Omit all pictures and give the records below again exactly as written.

*Extracted records*
──────────

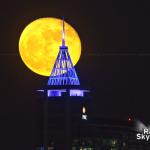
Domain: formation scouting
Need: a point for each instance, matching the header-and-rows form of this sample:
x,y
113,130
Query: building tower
x,y
63,88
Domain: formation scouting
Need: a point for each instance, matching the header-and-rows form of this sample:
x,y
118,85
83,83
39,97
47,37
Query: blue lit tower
x,y
63,86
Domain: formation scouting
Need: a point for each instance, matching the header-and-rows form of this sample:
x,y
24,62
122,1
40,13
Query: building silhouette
x,y
66,121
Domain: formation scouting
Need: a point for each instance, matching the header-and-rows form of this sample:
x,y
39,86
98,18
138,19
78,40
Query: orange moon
x,y
39,44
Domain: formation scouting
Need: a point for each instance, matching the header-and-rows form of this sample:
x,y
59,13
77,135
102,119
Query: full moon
x,y
39,44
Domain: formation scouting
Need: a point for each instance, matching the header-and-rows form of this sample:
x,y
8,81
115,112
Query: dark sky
x,y
115,61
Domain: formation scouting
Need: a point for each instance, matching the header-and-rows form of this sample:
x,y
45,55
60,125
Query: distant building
x,y
67,124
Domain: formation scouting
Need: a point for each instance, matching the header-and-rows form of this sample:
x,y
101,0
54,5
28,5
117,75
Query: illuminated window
x,y
55,93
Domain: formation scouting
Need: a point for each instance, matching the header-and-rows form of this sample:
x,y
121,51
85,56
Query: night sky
x,y
115,61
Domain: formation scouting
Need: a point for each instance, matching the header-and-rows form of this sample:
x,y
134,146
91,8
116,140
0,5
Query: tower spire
x,y
63,33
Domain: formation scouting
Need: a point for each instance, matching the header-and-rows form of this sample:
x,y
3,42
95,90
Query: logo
x,y
143,131
145,135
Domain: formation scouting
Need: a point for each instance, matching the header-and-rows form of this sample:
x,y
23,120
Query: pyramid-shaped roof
x,y
63,72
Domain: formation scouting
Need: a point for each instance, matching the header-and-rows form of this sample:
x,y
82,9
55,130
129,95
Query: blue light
x,y
78,92
63,72
55,93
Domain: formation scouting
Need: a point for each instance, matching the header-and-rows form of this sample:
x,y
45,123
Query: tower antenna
x,y
63,33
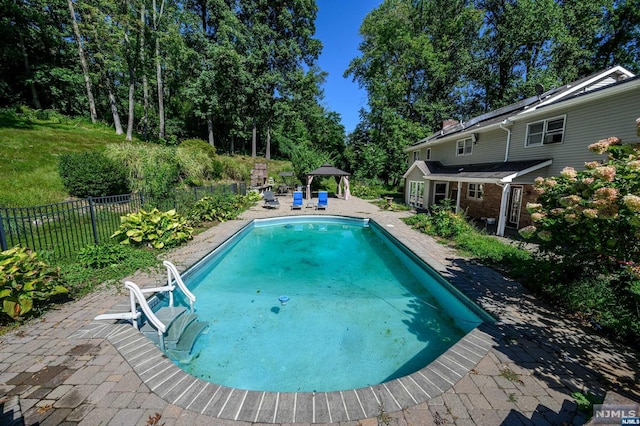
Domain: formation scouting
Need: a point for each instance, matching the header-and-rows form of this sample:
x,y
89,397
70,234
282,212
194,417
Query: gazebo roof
x,y
327,170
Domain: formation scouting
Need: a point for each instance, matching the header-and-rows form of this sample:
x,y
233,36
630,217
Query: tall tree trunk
x,y
132,88
27,68
254,142
267,154
210,129
83,63
114,106
156,20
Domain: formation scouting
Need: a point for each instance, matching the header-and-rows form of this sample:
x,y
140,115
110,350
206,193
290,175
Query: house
x,y
487,165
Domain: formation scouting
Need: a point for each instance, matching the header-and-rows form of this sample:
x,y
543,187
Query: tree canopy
x,y
243,74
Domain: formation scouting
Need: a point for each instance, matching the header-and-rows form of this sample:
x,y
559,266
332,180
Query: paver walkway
x,y
50,376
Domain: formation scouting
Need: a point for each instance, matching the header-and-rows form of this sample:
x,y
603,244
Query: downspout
x,y
502,217
504,123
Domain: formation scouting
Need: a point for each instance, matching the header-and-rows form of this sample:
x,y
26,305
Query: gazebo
x,y
328,170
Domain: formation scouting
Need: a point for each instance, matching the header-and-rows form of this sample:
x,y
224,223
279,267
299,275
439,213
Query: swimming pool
x,y
361,308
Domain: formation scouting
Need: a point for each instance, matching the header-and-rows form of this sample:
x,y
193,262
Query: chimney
x,y
448,123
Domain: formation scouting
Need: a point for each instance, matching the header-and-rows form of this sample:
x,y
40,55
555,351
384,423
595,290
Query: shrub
x,y
195,165
92,174
152,170
154,229
365,191
25,280
233,170
199,145
590,220
218,208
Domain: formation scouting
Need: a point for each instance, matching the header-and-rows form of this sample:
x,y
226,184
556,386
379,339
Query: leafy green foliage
x,y
153,170
92,174
100,256
586,401
367,191
218,208
25,280
104,265
589,221
442,222
154,229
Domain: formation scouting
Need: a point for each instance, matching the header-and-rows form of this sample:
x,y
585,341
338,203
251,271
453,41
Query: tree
x,y
414,56
83,63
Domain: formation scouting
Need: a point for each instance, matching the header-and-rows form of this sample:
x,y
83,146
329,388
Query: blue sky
x,y
337,26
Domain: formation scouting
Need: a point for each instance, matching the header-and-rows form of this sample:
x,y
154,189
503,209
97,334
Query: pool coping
x,y
177,387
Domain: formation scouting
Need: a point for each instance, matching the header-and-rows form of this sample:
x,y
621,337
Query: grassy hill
x,y
30,145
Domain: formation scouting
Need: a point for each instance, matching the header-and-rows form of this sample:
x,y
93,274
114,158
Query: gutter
x,y
507,122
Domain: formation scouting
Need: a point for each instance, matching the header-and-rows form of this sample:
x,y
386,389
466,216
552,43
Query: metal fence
x,y
62,229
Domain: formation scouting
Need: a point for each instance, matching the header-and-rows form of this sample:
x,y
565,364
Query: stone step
x,y
182,351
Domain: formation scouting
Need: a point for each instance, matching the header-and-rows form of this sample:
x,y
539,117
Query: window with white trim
x,y
475,191
464,147
545,132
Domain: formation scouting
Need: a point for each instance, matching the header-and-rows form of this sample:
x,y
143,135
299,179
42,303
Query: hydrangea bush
x,y
589,221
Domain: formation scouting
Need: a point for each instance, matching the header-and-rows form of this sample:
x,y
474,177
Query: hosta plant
x,y
154,228
25,279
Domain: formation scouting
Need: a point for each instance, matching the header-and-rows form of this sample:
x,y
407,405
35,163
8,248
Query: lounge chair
x,y
270,201
297,200
323,200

──────────

*Result for this exercise*
Domain: formation scouting
Need: a point for each instance, matching the header-and-rows form of this sample:
x,y
113,130
Query: building tower
x,y
63,88
Domain: formation scouting
Need: a point for each instance, matching the header-and-rows form of this sample:
x,y
118,85
83,83
39,97
47,37
Query: blue lit tower
x,y
63,86
Domain: formation scouting
Need: a point for each instance, matching the header-and-rows form of this sample:
x,y
24,62
122,1
40,13
Query: building silhouette
x,y
66,121
Domain: formation scouting
Need: a point for each instance, matching the header-and-rows form of this sample:
x,y
39,86
98,18
138,19
78,40
Query: orange moon
x,y
39,44
Domain: formation scouting
Need: a point for each instance, matching the header-and-rows form of this sample:
x,y
59,13
77,135
102,119
Query: full moon
x,y
39,44
Domain: formation scouting
Need: a point for each instance, matching the header-and-rows form of this sample:
x,y
8,81
115,112
Query: dark sky
x,y
115,61
Domain: formation scouting
Need: a point for each instance, matching the header-and-rows form of this sample:
x,y
45,55
60,125
Query: distant building
x,y
67,124
Domain: formation scouting
Need: a point for each instance, matching the header-and-rows form of this sample:
x,y
101,0
54,5
28,5
117,75
Query: illuminated window
x,y
55,93
Domain: formation scouting
Need: a point for each instance, matching the header-and-rows form of this sample:
x,y
121,51
85,56
Query: night sky
x,y
115,61
Domain: formation scouting
Need: a point for each instance, matching the header-and-rows form of this sample:
x,y
134,146
91,8
116,140
0,5
Query: tower spire
x,y
63,33
Domain: formation scouting
Need: a point for each instance, matching the header-and-rows form of this sample:
x,y
3,42
95,90
Query: logo
x,y
143,131
145,135
Domain: formation scouting
Need: a point for each instance, matching the header-and-rows form of this sample:
x,y
23,120
Query: pyramid-shaped roof
x,y
63,72
Domain: formation scouting
Need: a point for each instance, matching the header-and-rows form of this sample:
x,y
82,9
55,130
129,95
Query: blue light
x,y
78,92
63,72
55,93
Domain: formation scouting
Need: a point for each instance, matching the header-and-rows form of this sample:
x,y
45,123
Query: tower antenna
x,y
63,33
Domain: formation scouting
Need: a point for each instance, matching the header-and-rows form of this sample:
x,y
89,397
70,234
282,212
194,417
Query: gazebo roof
x,y
327,170
Domain: formation scouting
Need: a point for each instance, matching the header-and-rows form of this sample:
x,y
233,36
630,217
Query: tall tree trunk
x,y
132,88
27,68
254,142
267,154
210,129
83,63
114,106
156,20
Domain: formation scouting
Need: a point for each instance, matching the header-and-rows form of this sample:
x,y
140,115
110,350
206,193
290,175
Query: house
x,y
487,165
Domain: formation scouting
Need: a point for each instance, matching the header-and-rows form of this sample:
x,y
543,187
Query: tree canopy
x,y
243,74
Domain: formation scouting
Need: a point for each instance, matching the header-and-rows form of this sample:
x,y
559,266
332,180
Query: paver walkway
x,y
50,376
Domain: formation scouting
Need: a point for each instance, matching the header-and-rows form of this sample:
x,y
603,244
Query: downspout
x,y
502,217
504,123
Domain: formation scouting
Need: a point for each instance, matching the header-and-rows form of this sample:
x,y
26,305
Query: gazebo
x,y
328,170
Domain: formation scouting
Need: a point for each instance, matching the header-and-rows form of this sample:
x,y
224,223
279,267
299,275
439,213
Query: swimming pool
x,y
361,308
Domain: formation scouting
Need: a point for each instance, matching the header-and-rows form of this sample:
x,y
193,262
Query: chimney
x,y
448,123
Domain: formation scouting
Need: a point for each instance, matching the header-and-rows form of this sample:
x,y
40,55
555,351
384,423
595,290
Query: shrub
x,y
195,165
92,174
152,170
154,229
365,191
25,280
233,170
199,145
590,220
218,208
Domain: formation scouting
Need: a point for each instance, matching the header-and-rows form of this sample:
x,y
226,184
556,386
379,339
Query: leafy green foliage
x,y
153,170
92,174
100,256
586,401
367,191
218,208
25,280
104,265
589,221
442,222
154,229
Domain: formation scouting
Need: a point for each instance, matching the header-and-rows form of this sample:
x,y
585,341
338,203
251,271
453,41
Query: tree
x,y
414,56
83,63
Domain: formation scouting
Need: a point for each instance, matching the header-and-rows form of this sample:
x,y
83,146
329,388
Query: blue sky
x,y
337,26
Domain: formation scouting
Need: a point for each instance, matching the header-and-rows form of this sample:
x,y
154,189
503,209
97,334
Query: pool coping
x,y
177,387
Domain: formation scouting
Need: a point for each instance, matching the header-and-rows form of this sample:
x,y
621,337
Query: grassy hill
x,y
30,145
Domain: formation scouting
Need: a point for each instance, matching the header-and-rows form of this sample:
x,y
93,274
114,158
Query: gutter
x,y
507,122
Domain: formation scouting
Need: a point for each instance, matching the header-and-rows form of this sample:
x,y
386,389
466,216
552,43
Query: metal fence
x,y
62,229
Domain: formation scouting
Need: a point for each instance, matching the header-and-rows form of this sample:
x,y
565,364
Query: stone step
x,y
182,351
Domain: formation scouting
Need: a point for each instance, matching the header-and-rows form of this sample:
x,y
539,117
Query: window with white trim
x,y
475,191
464,147
545,132
Domain: formation scouting
Need: a point for each instance, matching the header-and-rows form of this sample:
x,y
143,135
299,179
42,303
Query: hydrangea bush
x,y
589,221
Domain: formation scouting
Need: a point for each instance, matching the header-and-rows form of this sample:
x,y
474,177
Query: hosta plant
x,y
154,228
25,279
Domain: formation scouting
Need: a point for each instance, matching the header-and-rows form of this sample:
x,y
407,405
35,163
8,248
Query: lounge chair
x,y
270,201
297,200
323,200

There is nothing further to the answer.